#### [Work item]
For the data below, report the number of lines that contain the string "white" and nothing else.

#### [Supplied information]
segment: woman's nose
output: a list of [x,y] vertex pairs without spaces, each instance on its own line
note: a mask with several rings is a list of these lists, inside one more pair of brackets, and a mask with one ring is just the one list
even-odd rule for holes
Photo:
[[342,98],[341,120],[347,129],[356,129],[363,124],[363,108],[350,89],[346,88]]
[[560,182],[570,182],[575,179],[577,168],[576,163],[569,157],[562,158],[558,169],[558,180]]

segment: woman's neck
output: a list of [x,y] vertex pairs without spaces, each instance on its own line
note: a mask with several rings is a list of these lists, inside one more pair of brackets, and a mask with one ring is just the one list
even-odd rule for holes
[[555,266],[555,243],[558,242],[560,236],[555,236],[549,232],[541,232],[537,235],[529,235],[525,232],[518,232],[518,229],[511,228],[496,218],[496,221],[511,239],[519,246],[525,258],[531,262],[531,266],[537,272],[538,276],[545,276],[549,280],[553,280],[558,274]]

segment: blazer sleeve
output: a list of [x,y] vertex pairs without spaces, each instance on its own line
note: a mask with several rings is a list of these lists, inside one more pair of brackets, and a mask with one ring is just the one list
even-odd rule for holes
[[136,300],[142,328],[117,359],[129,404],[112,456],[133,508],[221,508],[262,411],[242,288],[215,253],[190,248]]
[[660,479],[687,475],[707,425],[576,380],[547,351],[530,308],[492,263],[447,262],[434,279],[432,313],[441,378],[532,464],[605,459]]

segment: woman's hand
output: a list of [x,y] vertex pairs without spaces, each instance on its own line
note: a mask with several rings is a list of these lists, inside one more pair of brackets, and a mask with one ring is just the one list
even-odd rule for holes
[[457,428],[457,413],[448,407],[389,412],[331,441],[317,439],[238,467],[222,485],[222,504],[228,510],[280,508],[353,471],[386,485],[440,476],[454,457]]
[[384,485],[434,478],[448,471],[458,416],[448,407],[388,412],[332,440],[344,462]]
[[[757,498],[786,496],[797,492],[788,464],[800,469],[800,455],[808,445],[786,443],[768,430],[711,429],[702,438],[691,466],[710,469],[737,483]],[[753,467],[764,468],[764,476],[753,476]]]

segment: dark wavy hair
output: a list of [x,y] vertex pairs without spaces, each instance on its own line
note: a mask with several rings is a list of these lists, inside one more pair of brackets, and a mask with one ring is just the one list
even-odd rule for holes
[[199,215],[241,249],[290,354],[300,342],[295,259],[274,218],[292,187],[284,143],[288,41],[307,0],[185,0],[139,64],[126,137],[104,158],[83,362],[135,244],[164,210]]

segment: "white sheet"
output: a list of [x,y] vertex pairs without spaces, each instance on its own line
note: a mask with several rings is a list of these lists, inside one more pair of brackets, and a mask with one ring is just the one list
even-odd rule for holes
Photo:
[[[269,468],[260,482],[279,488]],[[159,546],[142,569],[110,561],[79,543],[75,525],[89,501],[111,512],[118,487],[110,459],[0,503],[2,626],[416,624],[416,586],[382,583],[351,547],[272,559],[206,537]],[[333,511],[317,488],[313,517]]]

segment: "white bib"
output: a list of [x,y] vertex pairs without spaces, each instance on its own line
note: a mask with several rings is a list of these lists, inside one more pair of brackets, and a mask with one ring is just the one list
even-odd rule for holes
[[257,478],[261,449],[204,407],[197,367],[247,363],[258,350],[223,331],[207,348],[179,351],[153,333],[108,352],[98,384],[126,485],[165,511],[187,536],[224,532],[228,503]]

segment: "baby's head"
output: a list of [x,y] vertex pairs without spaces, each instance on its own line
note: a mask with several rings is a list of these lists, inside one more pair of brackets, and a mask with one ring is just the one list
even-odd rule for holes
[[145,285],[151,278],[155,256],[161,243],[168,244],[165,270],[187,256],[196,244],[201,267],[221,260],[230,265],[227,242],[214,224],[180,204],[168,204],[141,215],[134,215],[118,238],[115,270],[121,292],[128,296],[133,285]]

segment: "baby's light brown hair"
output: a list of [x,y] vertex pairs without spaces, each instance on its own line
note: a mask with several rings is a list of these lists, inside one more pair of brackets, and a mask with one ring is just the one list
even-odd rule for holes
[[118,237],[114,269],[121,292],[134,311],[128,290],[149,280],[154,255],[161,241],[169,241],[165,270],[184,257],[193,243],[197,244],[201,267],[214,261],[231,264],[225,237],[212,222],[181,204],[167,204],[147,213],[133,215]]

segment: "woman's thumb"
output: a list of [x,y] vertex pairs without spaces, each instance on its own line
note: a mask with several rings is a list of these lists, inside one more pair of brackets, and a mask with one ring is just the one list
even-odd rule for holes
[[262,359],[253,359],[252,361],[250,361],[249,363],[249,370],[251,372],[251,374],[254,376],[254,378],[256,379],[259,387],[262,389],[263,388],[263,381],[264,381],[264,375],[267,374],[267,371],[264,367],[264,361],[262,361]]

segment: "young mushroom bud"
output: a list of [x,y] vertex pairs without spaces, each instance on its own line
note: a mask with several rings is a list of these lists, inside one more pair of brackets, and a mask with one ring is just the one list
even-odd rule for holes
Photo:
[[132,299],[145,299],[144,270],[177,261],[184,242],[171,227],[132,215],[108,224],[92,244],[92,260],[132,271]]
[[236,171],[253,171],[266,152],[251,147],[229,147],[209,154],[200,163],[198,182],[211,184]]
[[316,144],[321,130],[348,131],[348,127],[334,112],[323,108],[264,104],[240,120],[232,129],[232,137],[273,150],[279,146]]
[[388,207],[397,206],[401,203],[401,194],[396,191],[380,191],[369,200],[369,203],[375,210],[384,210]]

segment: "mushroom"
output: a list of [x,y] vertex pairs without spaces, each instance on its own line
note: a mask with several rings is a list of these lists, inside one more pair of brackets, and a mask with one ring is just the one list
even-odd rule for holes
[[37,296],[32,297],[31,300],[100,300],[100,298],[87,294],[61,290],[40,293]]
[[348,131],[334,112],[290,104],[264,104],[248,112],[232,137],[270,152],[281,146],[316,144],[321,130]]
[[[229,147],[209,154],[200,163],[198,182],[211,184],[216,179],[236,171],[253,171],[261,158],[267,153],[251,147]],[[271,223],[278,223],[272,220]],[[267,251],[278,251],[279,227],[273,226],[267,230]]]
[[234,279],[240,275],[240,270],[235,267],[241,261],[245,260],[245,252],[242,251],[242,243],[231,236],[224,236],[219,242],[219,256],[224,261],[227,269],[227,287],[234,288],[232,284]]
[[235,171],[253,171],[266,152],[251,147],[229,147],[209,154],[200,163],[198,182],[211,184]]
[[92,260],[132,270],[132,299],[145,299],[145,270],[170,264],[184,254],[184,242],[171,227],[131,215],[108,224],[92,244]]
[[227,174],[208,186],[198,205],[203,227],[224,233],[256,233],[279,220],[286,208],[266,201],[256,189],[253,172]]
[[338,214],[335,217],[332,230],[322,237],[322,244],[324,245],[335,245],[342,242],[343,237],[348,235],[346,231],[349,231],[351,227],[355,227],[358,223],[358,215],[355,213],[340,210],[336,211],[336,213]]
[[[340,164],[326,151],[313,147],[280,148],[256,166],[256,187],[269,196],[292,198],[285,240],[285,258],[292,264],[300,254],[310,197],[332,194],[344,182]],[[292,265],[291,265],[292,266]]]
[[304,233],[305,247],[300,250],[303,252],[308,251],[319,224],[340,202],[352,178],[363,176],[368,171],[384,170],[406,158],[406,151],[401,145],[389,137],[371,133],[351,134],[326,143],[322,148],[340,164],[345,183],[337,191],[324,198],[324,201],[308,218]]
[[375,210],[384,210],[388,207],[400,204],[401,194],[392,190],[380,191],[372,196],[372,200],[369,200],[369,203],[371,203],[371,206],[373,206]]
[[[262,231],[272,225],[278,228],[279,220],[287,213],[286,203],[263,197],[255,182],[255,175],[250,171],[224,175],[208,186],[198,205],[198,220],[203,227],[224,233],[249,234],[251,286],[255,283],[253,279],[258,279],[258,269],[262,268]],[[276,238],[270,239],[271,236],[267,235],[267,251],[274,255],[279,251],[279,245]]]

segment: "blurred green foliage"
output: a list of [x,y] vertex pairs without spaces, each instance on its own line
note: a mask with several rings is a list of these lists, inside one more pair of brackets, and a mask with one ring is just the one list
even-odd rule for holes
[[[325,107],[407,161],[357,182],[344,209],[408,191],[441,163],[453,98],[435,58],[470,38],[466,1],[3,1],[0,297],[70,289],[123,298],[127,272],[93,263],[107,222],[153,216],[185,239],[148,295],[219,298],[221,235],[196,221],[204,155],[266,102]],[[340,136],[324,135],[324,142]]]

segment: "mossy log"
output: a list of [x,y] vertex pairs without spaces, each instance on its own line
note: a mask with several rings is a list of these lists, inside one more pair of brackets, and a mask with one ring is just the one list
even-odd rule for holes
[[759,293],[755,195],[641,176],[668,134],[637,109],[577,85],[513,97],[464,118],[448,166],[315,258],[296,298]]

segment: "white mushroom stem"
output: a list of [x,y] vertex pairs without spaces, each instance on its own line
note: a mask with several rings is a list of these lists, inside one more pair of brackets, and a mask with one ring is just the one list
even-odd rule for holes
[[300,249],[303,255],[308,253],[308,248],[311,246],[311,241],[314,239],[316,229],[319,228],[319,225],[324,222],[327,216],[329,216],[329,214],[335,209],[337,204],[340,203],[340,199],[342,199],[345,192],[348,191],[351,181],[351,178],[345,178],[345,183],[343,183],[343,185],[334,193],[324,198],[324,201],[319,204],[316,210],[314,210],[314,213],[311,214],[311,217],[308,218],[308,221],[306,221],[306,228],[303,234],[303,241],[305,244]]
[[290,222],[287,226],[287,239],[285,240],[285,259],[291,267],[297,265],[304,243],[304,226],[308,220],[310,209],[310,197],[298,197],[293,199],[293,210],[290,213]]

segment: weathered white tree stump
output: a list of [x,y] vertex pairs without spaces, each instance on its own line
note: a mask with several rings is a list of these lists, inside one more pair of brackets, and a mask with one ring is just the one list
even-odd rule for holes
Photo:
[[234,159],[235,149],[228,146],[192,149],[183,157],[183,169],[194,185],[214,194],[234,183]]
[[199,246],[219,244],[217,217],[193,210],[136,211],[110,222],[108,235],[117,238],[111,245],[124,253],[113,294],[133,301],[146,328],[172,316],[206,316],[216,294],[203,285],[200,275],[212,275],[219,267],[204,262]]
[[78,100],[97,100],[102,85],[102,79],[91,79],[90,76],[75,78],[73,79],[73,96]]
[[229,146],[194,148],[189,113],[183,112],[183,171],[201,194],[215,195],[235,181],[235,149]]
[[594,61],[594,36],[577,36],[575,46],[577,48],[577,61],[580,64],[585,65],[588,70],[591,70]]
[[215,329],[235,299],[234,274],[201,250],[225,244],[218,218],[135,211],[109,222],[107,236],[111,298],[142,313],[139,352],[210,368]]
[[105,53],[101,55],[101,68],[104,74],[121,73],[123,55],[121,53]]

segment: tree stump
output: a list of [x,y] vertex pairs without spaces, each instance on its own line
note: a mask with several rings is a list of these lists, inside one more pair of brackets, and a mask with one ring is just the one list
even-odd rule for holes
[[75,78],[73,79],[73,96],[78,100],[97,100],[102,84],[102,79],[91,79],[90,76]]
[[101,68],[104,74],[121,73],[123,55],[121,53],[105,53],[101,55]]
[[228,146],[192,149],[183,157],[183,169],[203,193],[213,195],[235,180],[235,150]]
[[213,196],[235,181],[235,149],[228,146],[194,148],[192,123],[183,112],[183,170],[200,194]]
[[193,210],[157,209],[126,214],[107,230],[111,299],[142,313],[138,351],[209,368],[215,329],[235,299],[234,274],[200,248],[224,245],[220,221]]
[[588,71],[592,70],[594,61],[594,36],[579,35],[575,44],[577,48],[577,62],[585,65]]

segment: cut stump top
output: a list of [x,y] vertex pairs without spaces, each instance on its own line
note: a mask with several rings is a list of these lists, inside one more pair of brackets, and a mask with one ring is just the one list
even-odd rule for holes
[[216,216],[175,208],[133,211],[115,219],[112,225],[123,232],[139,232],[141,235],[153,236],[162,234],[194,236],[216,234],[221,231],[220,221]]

#### [Exercise answer]
4